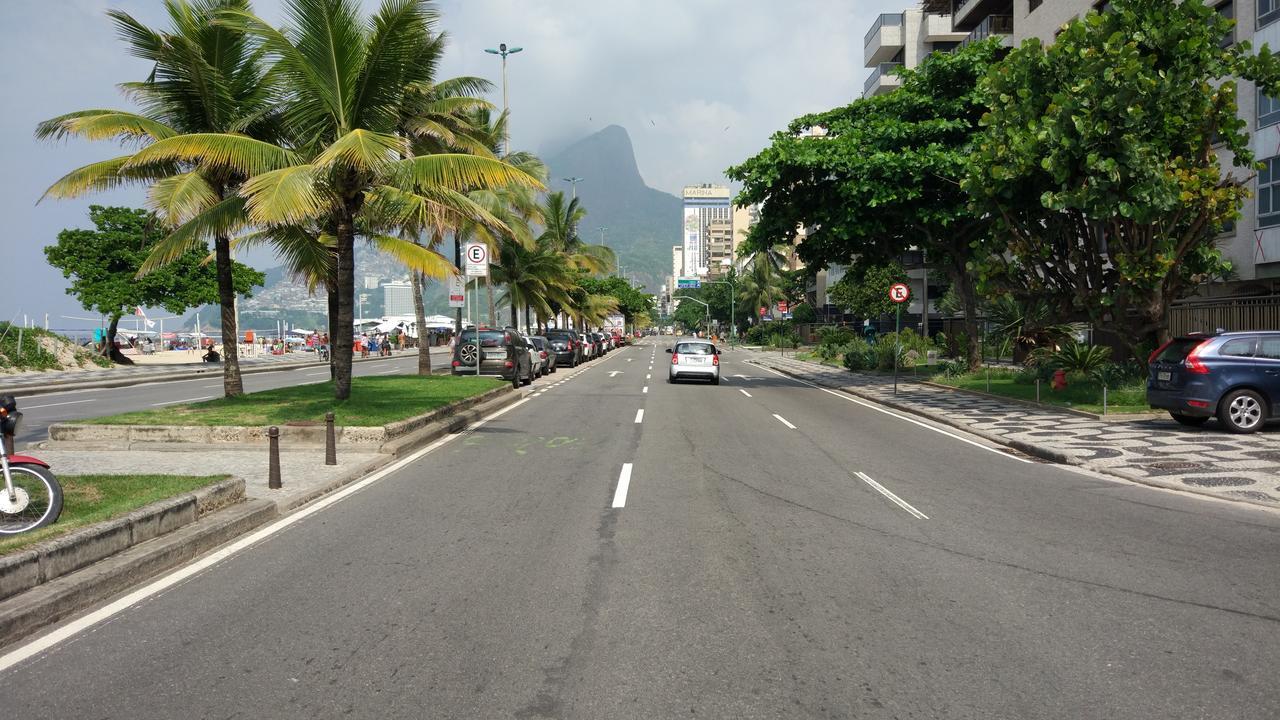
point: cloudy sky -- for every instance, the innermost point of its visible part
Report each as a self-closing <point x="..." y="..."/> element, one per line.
<point x="699" y="85"/>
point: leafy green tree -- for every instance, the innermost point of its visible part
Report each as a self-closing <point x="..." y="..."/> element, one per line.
<point x="1098" y="160"/>
<point x="103" y="265"/>
<point x="883" y="176"/>
<point x="205" y="78"/>
<point x="343" y="86"/>
<point x="864" y="288"/>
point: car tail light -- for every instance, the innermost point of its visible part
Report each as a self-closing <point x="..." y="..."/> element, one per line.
<point x="1157" y="351"/>
<point x="1193" y="363"/>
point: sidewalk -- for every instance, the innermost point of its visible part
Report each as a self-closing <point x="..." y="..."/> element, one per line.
<point x="1151" y="451"/>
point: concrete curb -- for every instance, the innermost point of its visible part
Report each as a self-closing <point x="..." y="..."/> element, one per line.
<point x="1027" y="447"/>
<point x="64" y="386"/>
<point x="63" y="555"/>
<point x="106" y="566"/>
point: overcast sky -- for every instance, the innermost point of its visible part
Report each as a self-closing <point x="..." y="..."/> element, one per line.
<point x="699" y="85"/>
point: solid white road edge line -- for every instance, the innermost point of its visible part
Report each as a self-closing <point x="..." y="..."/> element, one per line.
<point x="56" y="404"/>
<point x="620" y="496"/>
<point x="896" y="500"/>
<point x="76" y="627"/>
<point x="900" y="417"/>
<point x="177" y="401"/>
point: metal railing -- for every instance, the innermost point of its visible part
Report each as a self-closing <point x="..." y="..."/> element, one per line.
<point x="881" y="69"/>
<point x="990" y="27"/>
<point x="1261" y="313"/>
<point x="890" y="19"/>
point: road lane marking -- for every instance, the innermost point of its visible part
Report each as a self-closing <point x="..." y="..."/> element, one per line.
<point x="76" y="627"/>
<point x="896" y="500"/>
<point x="55" y="404"/>
<point x="177" y="401"/>
<point x="900" y="417"/>
<point x="620" y="496"/>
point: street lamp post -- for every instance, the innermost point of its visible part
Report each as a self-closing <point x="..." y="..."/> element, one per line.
<point x="503" y="50"/>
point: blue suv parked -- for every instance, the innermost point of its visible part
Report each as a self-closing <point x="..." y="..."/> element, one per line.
<point x="1234" y="377"/>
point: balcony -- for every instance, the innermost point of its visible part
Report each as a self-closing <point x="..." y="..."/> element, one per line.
<point x="967" y="14"/>
<point x="885" y="40"/>
<point x="882" y="80"/>
<point x="992" y="26"/>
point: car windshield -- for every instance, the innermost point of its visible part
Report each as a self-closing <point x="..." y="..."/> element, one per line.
<point x="1178" y="350"/>
<point x="488" y="338"/>
<point x="695" y="349"/>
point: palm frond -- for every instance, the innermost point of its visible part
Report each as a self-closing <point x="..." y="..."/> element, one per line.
<point x="286" y="196"/>
<point x="415" y="256"/>
<point x="362" y="150"/>
<point x="219" y="220"/>
<point x="237" y="153"/>
<point x="181" y="197"/>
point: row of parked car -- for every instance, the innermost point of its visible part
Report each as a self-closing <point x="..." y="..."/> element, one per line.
<point x="520" y="359"/>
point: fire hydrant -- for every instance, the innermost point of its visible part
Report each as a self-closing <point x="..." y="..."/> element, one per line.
<point x="1059" y="379"/>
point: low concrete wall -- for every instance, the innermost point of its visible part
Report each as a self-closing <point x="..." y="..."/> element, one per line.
<point x="126" y="437"/>
<point x="67" y="554"/>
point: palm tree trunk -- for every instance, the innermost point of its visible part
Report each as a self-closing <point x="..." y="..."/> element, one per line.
<point x="232" y="383"/>
<point x="424" y="350"/>
<point x="343" y="347"/>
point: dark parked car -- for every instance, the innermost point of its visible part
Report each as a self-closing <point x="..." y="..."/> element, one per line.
<point x="544" y="352"/>
<point x="1234" y="377"/>
<point x="501" y="352"/>
<point x="566" y="346"/>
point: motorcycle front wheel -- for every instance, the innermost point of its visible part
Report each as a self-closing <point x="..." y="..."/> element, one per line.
<point x="36" y="502"/>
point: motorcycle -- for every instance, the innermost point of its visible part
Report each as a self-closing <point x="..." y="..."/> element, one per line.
<point x="31" y="496"/>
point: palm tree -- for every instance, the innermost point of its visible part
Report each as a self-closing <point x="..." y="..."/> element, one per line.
<point x="205" y="78"/>
<point x="759" y="287"/>
<point x="344" y="85"/>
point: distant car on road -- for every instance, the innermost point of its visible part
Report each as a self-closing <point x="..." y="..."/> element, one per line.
<point x="501" y="352"/>
<point x="1234" y="377"/>
<point x="694" y="358"/>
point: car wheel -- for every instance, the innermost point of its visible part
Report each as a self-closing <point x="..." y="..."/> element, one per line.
<point x="1242" y="411"/>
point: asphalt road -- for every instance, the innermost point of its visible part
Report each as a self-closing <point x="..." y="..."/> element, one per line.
<point x="777" y="551"/>
<point x="42" y="410"/>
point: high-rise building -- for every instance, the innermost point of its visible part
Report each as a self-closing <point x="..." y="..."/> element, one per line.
<point x="704" y="204"/>
<point x="397" y="299"/>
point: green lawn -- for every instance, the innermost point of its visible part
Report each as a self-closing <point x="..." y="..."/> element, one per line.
<point x="92" y="499"/>
<point x="1080" y="393"/>
<point x="374" y="402"/>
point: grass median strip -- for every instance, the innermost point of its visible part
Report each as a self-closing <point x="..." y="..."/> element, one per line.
<point x="374" y="401"/>
<point x="94" y="499"/>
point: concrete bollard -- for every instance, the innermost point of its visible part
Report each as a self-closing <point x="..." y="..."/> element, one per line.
<point x="330" y="442"/>
<point x="273" y="473"/>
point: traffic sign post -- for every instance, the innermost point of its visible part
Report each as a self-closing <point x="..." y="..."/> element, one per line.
<point x="899" y="294"/>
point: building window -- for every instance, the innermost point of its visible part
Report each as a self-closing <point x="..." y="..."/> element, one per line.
<point x="1269" y="110"/>
<point x="1228" y="10"/>
<point x="1269" y="194"/>
<point x="1269" y="12"/>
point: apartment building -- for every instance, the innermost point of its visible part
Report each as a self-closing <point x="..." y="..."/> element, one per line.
<point x="903" y="40"/>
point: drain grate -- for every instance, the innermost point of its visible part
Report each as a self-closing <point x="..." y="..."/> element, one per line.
<point x="1175" y="465"/>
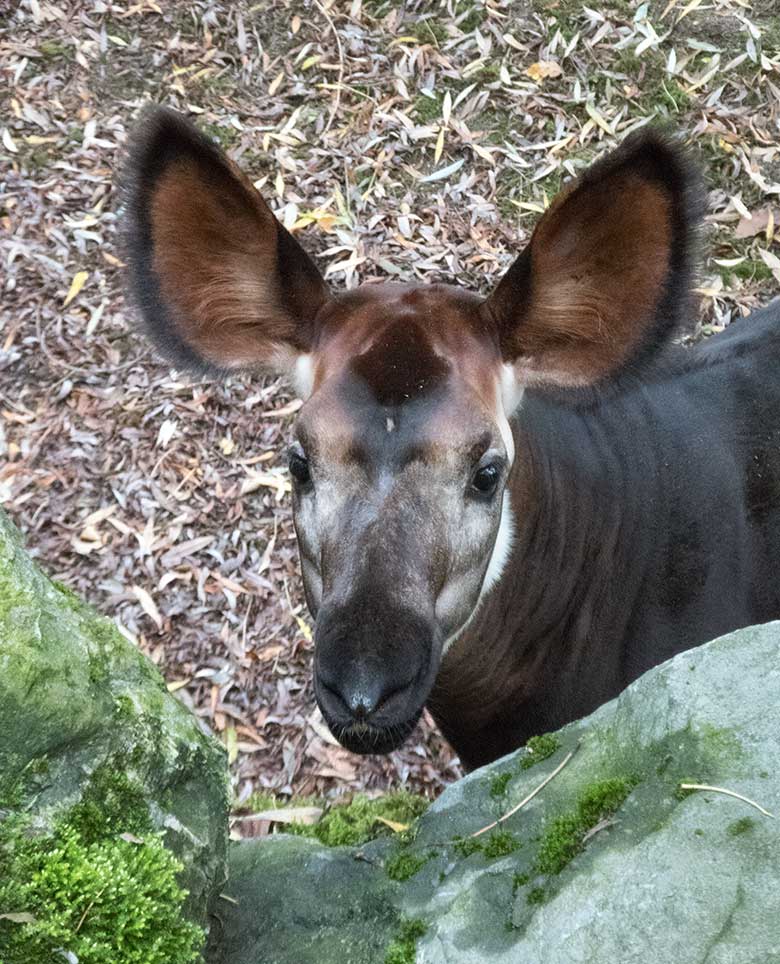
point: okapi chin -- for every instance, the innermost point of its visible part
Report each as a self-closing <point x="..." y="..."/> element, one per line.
<point x="509" y="507"/>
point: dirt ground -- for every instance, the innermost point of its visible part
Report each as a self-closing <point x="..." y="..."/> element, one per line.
<point x="412" y="141"/>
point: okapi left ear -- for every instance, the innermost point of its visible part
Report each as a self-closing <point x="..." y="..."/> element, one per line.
<point x="219" y="281"/>
<point x="607" y="271"/>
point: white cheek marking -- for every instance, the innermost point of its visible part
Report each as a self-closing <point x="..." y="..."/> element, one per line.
<point x="510" y="388"/>
<point x="303" y="375"/>
<point x="502" y="549"/>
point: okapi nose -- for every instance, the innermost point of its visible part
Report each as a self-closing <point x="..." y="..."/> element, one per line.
<point x="360" y="694"/>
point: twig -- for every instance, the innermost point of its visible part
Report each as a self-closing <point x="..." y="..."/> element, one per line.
<point x="729" y="793"/>
<point x="89" y="908"/>
<point x="337" y="98"/>
<point x="531" y="795"/>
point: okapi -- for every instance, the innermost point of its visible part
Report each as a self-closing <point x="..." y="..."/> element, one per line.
<point x="510" y="507"/>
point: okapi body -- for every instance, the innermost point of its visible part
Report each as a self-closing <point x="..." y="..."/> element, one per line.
<point x="508" y="507"/>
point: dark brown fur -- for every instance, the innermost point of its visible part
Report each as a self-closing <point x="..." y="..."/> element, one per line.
<point x="403" y="455"/>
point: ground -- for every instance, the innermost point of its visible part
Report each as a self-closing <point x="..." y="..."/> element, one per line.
<point x="413" y="141"/>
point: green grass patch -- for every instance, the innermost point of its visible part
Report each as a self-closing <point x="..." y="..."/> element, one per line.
<point x="427" y="110"/>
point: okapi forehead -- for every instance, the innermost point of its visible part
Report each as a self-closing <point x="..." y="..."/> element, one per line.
<point x="401" y="365"/>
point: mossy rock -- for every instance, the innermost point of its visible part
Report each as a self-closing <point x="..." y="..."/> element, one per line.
<point x="97" y="759"/>
<point x="609" y="862"/>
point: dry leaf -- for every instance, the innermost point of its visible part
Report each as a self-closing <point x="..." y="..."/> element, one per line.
<point x="148" y="605"/>
<point x="79" y="280"/>
<point x="757" y="224"/>
<point x="544" y="69"/>
<point x="304" y="815"/>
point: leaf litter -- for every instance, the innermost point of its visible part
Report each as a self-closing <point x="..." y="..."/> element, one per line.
<point x="415" y="141"/>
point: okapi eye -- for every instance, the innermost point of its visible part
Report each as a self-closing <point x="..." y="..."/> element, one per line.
<point x="485" y="479"/>
<point x="299" y="467"/>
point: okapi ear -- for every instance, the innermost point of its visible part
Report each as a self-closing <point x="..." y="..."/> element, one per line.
<point x="219" y="281"/>
<point x="607" y="271"/>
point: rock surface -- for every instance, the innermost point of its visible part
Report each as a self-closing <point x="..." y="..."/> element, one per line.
<point x="80" y="703"/>
<point x="666" y="877"/>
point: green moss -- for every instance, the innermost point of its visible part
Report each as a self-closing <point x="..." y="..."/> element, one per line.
<point x="466" y="846"/>
<point x="403" y="948"/>
<point x="563" y="838"/>
<point x="518" y="881"/>
<point x="107" y="900"/>
<point x="498" y="784"/>
<point x="403" y="865"/>
<point x="539" y="748"/>
<point x="359" y="821"/>
<point x="536" y="895"/>
<point x="111" y="803"/>
<point x="740" y="826"/>
<point x="681" y="793"/>
<point x="499" y="843"/>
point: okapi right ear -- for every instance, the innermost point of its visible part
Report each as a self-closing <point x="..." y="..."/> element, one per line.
<point x="219" y="281"/>
<point x="607" y="272"/>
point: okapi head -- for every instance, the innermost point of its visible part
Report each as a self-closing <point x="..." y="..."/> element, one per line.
<point x="402" y="451"/>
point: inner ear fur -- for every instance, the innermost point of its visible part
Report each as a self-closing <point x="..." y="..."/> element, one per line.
<point x="219" y="281"/>
<point x="607" y="272"/>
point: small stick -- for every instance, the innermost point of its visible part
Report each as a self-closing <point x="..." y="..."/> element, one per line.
<point x="531" y="795"/>
<point x="729" y="793"/>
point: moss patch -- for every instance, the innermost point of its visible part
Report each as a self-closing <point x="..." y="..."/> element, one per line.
<point x="536" y="895"/>
<point x="403" y="948"/>
<point x="564" y="837"/>
<point x="403" y="865"/>
<point x="499" y="843"/>
<point x="361" y="820"/>
<point x="539" y="748"/>
<point x="92" y="887"/>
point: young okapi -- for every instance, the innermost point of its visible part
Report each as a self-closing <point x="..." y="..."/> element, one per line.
<point x="508" y="507"/>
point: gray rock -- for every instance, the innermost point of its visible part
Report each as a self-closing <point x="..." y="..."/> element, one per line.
<point x="79" y="702"/>
<point x="666" y="878"/>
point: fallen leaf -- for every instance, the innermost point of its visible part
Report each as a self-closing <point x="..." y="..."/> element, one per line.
<point x="79" y="280"/>
<point x="757" y="224"/>
<point x="148" y="605"/>
<point x="305" y="815"/>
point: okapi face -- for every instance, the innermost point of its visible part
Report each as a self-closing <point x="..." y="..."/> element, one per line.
<point x="403" y="449"/>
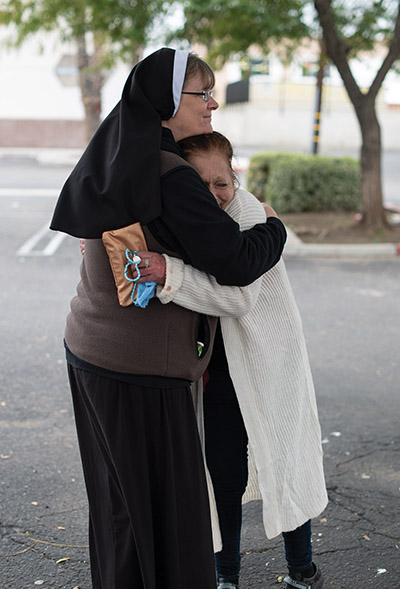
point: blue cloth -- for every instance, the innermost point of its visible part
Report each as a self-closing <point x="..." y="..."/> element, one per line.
<point x="145" y="291"/>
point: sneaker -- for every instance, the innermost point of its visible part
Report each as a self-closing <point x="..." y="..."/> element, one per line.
<point x="223" y="584"/>
<point x="300" y="582"/>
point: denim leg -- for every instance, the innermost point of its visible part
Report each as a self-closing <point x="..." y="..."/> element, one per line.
<point x="226" y="454"/>
<point x="298" y="548"/>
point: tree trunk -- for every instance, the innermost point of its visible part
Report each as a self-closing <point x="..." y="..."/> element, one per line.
<point x="91" y="82"/>
<point x="372" y="211"/>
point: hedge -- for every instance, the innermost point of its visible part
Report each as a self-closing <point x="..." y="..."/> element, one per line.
<point x="294" y="183"/>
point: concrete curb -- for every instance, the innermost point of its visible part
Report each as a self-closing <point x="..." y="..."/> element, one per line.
<point x="295" y="247"/>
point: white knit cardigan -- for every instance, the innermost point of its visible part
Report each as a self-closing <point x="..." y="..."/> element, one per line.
<point x="269" y="367"/>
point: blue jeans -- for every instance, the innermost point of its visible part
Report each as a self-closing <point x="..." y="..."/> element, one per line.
<point x="226" y="455"/>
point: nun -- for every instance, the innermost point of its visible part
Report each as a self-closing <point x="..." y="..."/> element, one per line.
<point x="130" y="368"/>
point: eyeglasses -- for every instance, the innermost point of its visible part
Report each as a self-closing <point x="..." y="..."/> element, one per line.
<point x="206" y="94"/>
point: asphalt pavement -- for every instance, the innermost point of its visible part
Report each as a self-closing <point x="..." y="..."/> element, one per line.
<point x="350" y="311"/>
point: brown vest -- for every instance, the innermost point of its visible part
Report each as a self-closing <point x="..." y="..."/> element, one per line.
<point x="158" y="340"/>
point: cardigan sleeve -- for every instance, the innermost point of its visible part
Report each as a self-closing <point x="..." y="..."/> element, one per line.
<point x="195" y="290"/>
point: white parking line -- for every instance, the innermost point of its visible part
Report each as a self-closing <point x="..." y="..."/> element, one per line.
<point x="15" y="192"/>
<point x="27" y="249"/>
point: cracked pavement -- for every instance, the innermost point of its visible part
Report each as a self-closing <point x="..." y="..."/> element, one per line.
<point x="352" y="339"/>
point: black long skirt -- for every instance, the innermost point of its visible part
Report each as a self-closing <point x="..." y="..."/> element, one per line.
<point x="149" y="522"/>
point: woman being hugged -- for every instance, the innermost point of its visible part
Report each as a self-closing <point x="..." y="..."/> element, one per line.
<point x="130" y="369"/>
<point x="259" y="389"/>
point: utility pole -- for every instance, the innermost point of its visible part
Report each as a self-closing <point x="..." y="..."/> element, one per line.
<point x="318" y="99"/>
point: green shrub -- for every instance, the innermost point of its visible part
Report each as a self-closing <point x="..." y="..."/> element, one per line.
<point x="294" y="183"/>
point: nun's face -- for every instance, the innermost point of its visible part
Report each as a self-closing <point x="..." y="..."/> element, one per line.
<point x="193" y="116"/>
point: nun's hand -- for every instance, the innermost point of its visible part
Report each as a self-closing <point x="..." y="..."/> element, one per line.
<point x="152" y="267"/>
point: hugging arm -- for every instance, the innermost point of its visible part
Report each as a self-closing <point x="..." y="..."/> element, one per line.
<point x="195" y="290"/>
<point x="208" y="239"/>
<point x="191" y="288"/>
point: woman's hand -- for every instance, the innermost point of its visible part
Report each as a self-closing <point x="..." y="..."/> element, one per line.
<point x="269" y="211"/>
<point x="152" y="267"/>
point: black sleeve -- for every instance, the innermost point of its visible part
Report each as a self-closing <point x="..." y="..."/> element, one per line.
<point x="193" y="225"/>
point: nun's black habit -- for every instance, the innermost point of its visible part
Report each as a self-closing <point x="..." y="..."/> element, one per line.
<point x="142" y="461"/>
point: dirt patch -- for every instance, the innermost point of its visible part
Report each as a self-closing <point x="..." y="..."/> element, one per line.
<point x="339" y="228"/>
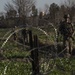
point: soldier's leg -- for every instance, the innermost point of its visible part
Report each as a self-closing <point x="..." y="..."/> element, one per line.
<point x="70" y="45"/>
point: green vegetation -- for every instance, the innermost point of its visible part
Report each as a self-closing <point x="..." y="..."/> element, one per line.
<point x="17" y="59"/>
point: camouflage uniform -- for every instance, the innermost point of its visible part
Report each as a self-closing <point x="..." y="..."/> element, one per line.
<point x="66" y="30"/>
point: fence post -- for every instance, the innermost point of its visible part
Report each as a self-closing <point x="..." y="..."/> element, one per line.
<point x="36" y="60"/>
<point x="32" y="52"/>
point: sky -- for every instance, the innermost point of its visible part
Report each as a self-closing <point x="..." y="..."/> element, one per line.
<point x="39" y="3"/>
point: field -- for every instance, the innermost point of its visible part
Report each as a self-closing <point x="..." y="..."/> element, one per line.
<point x="15" y="58"/>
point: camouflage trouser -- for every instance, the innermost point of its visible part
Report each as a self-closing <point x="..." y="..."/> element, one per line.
<point x="67" y="44"/>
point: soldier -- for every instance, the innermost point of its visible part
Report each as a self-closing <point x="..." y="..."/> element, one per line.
<point x="66" y="30"/>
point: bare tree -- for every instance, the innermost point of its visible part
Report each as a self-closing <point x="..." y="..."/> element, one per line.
<point x="46" y="9"/>
<point x="23" y="7"/>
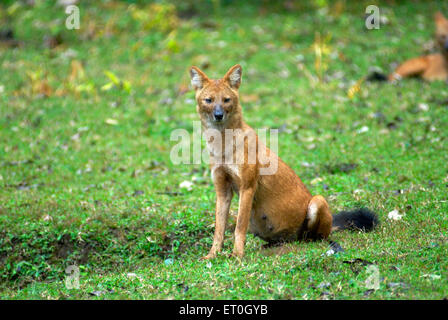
§ §
__Problem__
Return every line of the entries above that contains the string "blue".

__Exercise response__
point: blue suv parked -- for every instance, the innermost point of its visible part
point: blue cloth -- for every instance, the innermost point of its visible part
point: blue jeans -- for every instance, the innermost point of its visible part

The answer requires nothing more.